Texte présenté:

++++

Comment analysez-vous le malaise du monde agricole ? Est-il lié à une crise de sens ?
Thierry François : Tout est fait pour que l’agriculteur perde confiance en lui, en autrui et en sa propre terre. Pourquoi ? Parce que nos dirigeants, en France comme à Bruxelles, ont remplacé Dieu : ils veulent être maîtres de tout et tout régenter. C’est ainsi qu’on a encouragé des agriculteurs à se lancer dans le bio alors que la demande n’était pas suffisante. Résultat : les agriculteurs ont été obligés de repasser en conventionnel…
Plus surréaliste, on a désormais si peu de considération pour l’agriculteur qu’on met des directives partout. L’un de mes voisins vient d’être condamné à régler une amende au pénal car son tas de fumier était monté à 2, 70 mètres quand il ne doit pas dépasser 2, 50 mètres… Or tous les paysans savent qu’il se tasse au bout de quinze jours !
On ne regarde plus l’homme, on regarde la loi. On ne voit plus l’homme qui vend le produit, on ne voit plus que le produit. Nous, agriculteurs, demandons un droit à l’erreur. Nous travaillons sur du vivant, donc tout ne peut pas être parfait. J’aime l’idée émise par le philosophe Martin Steffens de considérer nos fermes comme des oasis, alors que l’humanité vit dans un désert où elle s’imagine que tout va bien.
Heureusement, il y a nos fermes pour dispenser de la lumière, du don, de la gratuité. Sans nos oasis, le monde ne tient plus.
Quelle « transition écologique » serait acceptable pour les agriculteurs, sachant que vous êtes attentifs à la Création ?

++++

Consignes de l'exercice:
#1 Relevez, dans l'entretien sur le malaise du monde agricole, tout ce que les fermes dispensent selon Thierry François.
#2 Poursuivez l'entretien sur le malaise du monde agricole à partir de sa dernière phrase.

++++

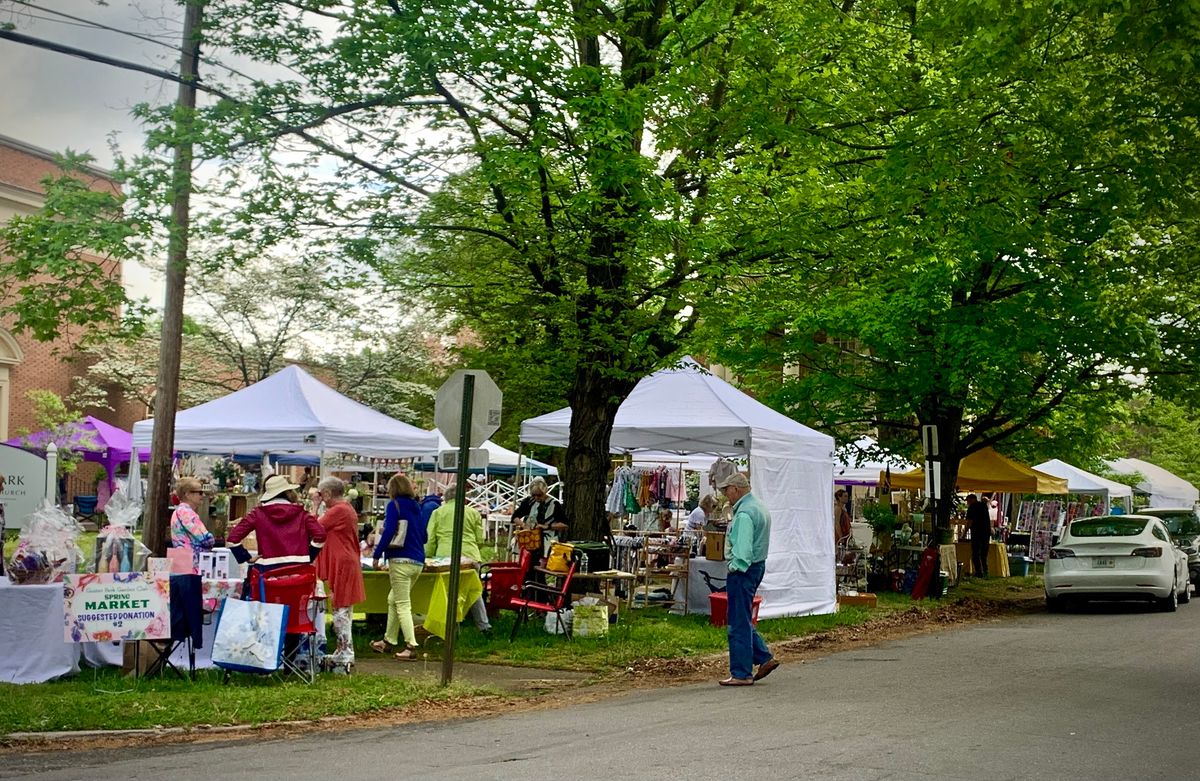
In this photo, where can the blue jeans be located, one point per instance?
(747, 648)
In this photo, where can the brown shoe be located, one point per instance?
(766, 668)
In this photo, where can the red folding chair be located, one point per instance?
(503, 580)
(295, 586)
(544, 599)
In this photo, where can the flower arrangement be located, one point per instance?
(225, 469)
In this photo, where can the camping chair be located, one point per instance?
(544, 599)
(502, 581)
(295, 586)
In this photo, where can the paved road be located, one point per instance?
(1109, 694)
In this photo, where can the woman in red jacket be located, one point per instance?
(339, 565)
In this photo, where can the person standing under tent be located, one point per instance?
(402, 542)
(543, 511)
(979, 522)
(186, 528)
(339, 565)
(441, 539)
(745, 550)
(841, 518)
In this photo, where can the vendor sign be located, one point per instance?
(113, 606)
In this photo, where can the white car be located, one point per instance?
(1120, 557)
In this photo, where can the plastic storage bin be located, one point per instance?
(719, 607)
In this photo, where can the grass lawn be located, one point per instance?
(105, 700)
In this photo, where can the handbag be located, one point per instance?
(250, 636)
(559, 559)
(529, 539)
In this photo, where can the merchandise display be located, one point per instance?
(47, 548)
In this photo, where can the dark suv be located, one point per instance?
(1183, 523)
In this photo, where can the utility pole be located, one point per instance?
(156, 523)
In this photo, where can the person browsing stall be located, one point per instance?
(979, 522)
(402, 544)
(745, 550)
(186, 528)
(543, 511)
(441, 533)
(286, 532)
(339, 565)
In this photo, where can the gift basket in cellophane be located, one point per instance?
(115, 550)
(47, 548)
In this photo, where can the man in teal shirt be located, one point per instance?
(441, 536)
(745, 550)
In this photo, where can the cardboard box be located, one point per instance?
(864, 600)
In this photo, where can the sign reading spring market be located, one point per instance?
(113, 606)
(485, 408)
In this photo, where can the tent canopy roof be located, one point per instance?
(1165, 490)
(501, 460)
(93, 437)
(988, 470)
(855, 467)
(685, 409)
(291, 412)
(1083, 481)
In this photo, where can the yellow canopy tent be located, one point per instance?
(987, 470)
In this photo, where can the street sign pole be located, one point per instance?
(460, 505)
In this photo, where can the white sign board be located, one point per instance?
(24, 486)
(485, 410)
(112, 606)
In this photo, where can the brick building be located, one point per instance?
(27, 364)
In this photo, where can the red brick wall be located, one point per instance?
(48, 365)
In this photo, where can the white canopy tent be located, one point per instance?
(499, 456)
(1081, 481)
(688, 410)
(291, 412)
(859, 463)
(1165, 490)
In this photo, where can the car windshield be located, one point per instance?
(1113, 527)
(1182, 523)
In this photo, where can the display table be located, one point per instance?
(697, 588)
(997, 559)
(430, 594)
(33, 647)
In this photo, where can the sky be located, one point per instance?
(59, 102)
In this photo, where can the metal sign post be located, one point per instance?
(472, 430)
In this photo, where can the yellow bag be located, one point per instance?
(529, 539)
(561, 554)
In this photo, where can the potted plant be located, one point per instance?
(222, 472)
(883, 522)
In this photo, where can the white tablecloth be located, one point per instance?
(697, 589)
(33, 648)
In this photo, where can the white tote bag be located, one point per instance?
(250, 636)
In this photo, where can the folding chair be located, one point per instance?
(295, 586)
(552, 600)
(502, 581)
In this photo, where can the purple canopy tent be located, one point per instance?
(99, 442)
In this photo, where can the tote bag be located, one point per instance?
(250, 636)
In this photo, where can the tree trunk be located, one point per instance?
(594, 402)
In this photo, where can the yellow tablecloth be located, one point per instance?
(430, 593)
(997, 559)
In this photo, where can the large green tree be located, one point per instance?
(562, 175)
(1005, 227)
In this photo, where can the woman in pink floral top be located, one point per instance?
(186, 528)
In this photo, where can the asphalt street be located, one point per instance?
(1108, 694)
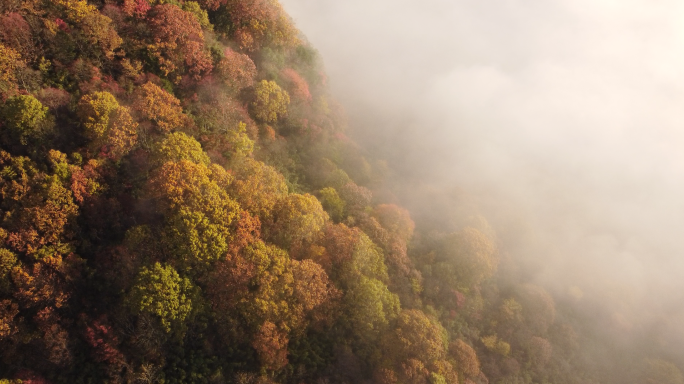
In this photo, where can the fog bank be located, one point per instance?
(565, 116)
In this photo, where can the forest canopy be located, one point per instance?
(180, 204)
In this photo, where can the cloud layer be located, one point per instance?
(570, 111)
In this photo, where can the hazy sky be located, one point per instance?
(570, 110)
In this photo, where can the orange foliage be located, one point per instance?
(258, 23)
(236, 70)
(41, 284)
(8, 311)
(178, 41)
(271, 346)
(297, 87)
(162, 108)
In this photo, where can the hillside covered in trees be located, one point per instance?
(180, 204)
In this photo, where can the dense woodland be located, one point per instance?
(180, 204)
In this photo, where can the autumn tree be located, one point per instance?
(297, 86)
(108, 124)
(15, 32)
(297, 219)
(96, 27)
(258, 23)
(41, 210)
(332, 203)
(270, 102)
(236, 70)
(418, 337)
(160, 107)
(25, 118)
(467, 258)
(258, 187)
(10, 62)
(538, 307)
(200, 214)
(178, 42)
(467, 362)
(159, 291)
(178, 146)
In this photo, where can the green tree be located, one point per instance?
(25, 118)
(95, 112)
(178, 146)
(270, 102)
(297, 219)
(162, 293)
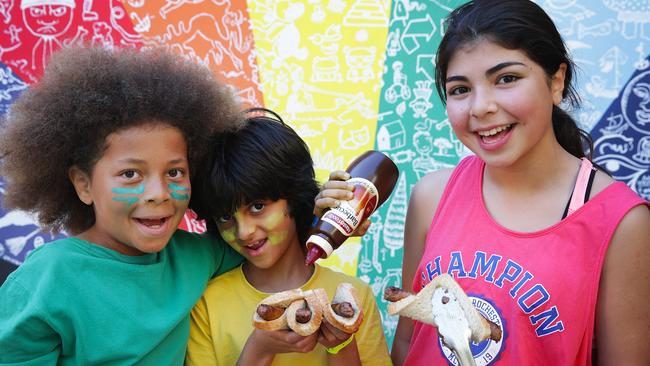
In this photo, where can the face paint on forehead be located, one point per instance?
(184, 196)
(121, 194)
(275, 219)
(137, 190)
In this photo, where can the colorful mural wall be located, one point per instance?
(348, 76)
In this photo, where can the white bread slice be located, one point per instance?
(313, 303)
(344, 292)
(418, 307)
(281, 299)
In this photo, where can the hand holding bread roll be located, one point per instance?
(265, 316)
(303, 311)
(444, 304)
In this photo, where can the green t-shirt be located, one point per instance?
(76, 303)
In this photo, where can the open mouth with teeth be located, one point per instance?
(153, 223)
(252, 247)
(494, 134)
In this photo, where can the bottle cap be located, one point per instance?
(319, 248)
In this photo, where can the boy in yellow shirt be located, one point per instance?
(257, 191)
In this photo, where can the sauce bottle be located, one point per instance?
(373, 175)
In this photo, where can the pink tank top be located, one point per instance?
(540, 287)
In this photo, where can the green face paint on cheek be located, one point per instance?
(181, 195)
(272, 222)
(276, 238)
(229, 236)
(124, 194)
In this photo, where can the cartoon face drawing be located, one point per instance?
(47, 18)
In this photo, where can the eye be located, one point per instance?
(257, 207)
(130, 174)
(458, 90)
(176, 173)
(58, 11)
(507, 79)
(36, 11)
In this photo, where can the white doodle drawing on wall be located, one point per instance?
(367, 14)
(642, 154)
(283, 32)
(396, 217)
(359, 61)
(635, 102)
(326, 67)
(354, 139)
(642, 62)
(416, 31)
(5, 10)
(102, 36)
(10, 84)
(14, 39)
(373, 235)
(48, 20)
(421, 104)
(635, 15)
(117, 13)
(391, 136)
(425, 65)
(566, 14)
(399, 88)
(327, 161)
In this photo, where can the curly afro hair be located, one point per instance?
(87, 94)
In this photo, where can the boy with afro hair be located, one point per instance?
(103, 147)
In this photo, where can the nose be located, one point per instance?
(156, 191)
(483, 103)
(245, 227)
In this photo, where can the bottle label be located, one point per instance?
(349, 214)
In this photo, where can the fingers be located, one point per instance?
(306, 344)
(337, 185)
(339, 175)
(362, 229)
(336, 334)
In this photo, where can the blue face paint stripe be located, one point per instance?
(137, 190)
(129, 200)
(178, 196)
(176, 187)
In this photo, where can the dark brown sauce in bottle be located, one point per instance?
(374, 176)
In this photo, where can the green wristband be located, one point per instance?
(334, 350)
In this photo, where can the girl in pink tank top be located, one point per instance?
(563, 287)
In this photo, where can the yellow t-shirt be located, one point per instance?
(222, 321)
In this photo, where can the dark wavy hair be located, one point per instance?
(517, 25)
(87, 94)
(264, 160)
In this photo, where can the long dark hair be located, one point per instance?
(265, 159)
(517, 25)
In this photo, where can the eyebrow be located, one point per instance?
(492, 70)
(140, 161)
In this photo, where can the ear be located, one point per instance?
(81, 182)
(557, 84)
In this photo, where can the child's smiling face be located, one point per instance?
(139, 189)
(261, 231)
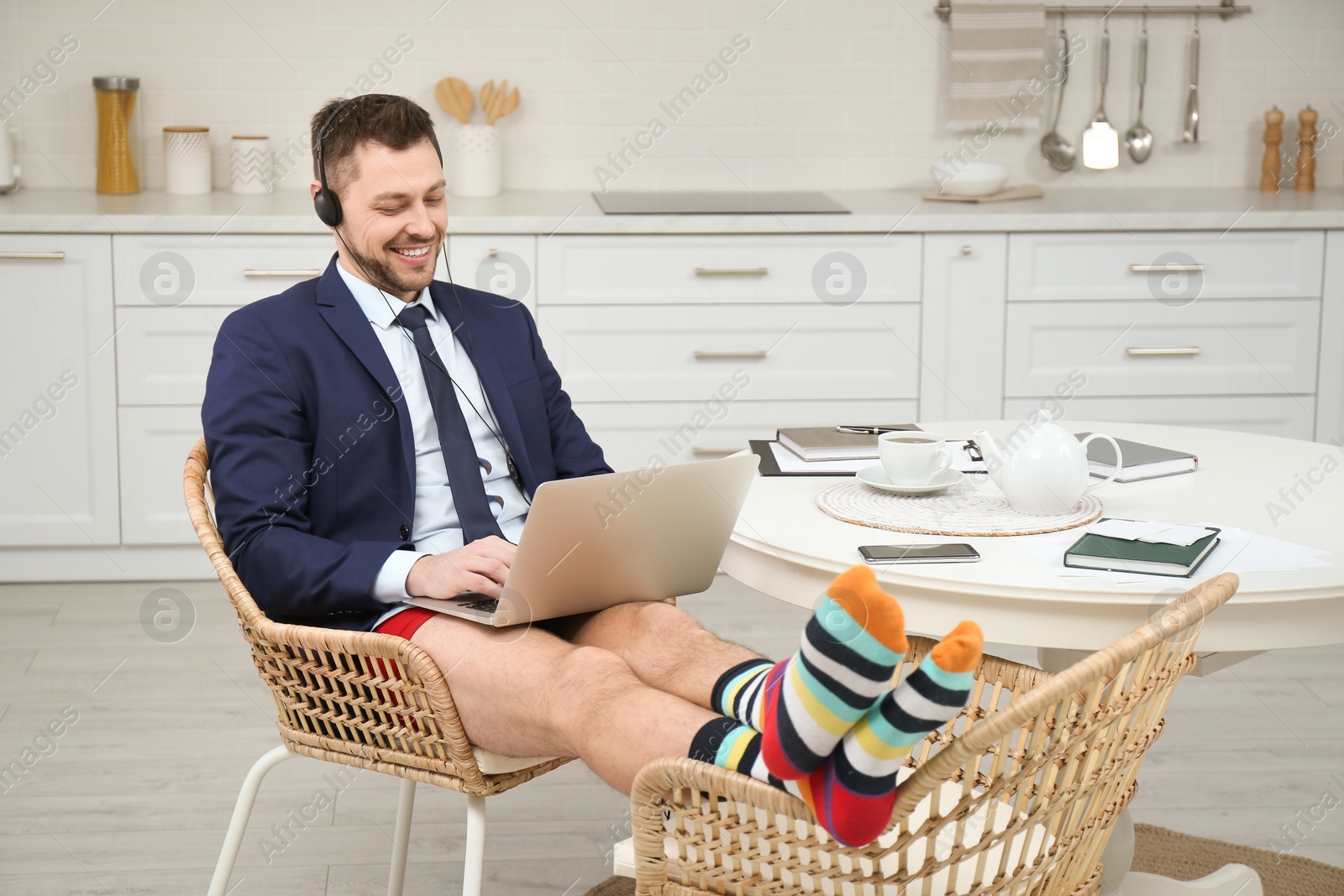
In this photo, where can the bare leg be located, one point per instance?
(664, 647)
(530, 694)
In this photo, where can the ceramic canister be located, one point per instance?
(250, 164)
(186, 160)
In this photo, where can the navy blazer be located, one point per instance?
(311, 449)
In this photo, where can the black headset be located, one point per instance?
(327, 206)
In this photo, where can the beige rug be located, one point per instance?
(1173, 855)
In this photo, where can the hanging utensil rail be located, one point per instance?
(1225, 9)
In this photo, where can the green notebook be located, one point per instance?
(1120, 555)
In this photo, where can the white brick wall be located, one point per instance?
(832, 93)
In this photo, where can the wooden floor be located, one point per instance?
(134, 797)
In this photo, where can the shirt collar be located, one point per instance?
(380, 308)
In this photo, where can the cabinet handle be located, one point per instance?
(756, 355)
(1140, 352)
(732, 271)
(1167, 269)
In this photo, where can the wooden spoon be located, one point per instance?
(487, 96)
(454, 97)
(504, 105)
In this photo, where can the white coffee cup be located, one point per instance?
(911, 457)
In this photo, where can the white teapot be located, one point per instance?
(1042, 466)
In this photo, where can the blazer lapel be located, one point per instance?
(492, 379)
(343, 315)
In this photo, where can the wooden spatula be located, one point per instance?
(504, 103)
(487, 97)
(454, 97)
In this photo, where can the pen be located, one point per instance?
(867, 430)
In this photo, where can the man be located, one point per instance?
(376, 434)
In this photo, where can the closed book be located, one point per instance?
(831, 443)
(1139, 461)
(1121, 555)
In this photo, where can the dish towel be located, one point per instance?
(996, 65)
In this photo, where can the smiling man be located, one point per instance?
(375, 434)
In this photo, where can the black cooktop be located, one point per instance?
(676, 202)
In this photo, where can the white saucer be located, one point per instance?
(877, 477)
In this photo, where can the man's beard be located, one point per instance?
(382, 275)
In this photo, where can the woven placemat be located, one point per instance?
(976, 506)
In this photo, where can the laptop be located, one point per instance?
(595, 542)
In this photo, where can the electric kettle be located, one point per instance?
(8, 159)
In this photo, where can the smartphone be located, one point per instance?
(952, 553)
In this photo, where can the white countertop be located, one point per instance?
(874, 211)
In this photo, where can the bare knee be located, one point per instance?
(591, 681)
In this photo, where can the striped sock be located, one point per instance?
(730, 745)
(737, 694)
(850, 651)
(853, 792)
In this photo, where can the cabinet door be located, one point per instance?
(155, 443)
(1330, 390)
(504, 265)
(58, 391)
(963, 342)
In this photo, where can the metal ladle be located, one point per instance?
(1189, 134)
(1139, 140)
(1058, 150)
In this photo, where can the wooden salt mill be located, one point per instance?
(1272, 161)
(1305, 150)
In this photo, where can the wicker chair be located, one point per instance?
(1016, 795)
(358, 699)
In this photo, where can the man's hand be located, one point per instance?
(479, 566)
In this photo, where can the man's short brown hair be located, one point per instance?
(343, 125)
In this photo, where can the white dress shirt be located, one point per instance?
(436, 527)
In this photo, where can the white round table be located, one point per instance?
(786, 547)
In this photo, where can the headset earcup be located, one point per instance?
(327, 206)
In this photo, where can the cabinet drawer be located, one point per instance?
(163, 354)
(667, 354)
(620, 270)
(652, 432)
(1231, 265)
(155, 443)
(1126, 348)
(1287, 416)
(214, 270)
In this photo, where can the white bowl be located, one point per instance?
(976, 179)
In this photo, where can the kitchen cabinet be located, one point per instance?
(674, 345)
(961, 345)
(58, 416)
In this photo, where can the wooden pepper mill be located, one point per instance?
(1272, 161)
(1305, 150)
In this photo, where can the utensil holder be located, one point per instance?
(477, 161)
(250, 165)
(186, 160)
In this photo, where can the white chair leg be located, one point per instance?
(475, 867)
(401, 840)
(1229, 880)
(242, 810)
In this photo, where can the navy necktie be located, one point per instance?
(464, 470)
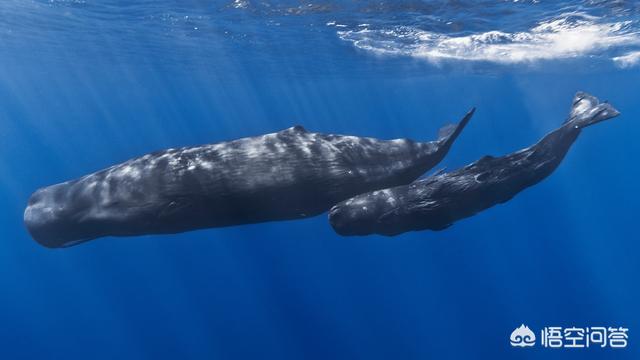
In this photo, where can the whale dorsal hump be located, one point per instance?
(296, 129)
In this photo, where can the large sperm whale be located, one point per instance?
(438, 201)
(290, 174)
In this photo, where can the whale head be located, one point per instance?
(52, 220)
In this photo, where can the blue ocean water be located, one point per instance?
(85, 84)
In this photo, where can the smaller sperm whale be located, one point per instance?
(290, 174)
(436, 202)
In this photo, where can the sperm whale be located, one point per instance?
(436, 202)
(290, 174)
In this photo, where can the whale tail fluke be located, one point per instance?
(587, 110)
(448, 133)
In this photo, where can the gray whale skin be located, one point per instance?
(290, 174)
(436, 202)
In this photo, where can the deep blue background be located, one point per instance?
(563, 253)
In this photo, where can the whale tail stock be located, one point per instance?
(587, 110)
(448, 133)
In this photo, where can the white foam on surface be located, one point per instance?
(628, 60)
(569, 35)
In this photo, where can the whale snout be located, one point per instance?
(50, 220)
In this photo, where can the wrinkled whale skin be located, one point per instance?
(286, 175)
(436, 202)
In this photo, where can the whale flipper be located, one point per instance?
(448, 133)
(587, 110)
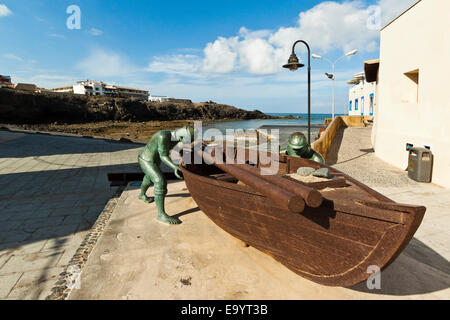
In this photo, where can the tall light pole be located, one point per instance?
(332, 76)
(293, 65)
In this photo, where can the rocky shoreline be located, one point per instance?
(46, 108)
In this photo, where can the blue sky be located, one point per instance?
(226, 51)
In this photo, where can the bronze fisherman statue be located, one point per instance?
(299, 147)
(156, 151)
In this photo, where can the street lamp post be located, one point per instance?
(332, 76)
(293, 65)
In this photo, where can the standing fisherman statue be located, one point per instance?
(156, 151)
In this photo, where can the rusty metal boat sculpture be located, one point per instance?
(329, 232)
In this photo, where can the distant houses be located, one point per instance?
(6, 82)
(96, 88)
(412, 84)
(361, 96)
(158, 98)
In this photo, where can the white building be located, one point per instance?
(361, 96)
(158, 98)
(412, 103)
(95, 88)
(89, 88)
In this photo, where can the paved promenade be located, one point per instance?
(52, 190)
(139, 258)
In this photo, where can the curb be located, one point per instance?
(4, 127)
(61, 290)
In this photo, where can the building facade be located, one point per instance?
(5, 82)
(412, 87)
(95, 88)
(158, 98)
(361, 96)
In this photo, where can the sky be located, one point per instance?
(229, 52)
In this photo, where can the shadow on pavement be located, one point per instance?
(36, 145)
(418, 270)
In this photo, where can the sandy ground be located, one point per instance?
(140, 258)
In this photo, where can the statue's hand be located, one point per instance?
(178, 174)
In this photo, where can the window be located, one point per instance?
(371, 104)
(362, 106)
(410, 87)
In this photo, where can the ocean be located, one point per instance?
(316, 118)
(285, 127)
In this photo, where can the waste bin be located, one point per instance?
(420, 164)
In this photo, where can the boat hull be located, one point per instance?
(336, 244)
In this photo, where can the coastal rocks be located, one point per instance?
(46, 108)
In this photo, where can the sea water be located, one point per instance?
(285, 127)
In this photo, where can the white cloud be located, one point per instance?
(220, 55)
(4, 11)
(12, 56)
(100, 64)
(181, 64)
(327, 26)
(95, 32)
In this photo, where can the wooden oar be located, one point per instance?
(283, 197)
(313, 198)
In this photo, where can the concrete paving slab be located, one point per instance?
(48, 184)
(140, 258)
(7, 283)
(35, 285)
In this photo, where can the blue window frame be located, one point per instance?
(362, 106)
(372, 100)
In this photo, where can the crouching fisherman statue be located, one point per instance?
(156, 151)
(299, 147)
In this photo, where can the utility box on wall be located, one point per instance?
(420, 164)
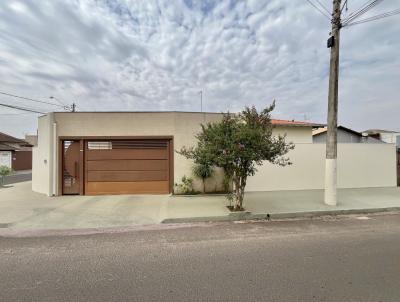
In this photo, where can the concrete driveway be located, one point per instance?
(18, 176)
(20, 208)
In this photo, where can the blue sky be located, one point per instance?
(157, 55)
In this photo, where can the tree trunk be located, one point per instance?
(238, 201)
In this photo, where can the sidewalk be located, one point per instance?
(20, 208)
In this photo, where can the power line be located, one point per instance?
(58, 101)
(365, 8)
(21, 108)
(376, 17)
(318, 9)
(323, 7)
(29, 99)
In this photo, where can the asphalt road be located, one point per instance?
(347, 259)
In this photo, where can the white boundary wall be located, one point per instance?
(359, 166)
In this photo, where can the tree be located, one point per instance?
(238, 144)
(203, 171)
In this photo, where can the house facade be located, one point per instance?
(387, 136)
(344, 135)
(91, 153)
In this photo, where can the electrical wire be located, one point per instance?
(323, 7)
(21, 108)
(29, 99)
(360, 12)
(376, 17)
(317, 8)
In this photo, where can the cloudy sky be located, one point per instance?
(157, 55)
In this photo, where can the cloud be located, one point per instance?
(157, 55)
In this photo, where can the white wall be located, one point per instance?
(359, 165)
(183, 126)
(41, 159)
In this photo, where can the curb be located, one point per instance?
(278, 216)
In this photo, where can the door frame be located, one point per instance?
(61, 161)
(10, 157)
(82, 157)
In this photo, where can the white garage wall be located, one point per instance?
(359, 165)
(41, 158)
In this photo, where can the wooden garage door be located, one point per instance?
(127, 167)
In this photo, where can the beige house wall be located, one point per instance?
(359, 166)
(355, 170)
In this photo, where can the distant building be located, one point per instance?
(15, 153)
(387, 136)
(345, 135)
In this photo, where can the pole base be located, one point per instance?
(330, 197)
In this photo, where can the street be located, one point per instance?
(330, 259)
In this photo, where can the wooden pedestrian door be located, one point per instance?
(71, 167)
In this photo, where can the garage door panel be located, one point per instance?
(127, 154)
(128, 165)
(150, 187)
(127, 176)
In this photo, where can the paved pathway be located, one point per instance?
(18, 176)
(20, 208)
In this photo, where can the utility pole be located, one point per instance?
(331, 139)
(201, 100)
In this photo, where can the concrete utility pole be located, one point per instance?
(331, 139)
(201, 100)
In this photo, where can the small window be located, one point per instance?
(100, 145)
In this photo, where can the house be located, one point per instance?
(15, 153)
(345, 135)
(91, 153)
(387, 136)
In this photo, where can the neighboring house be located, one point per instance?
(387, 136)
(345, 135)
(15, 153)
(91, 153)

++++

Réponses numérotées:
#1 de la lumière ; du don ; de la gratuité

#2
Il ne faut pas mettre d’angélisme dans la Création. Depuis le péché originel, l’homme doit travailler la terre à la sueur de son front. C’est un labeur. Par ailleurs, dans la nature, il n’y a pas que du bien : il y a les maladies, les épidémies qui touchent les animaux. Tout est combat pour faire croître la vie. La véritable écologie n’a pas de sens si l’agriculteur ne reconnaît pas humblement au quotidien qu’il n’est jamais maître de la situation. Être chrétien en travaillant la terre nécessite de tout abandonner à Dieu pour espérer une belle récolte. C’est le sens de nos prières.
Les Journées paysannes existent depuis plus de trente ans. À quels besoins répondent-elles ?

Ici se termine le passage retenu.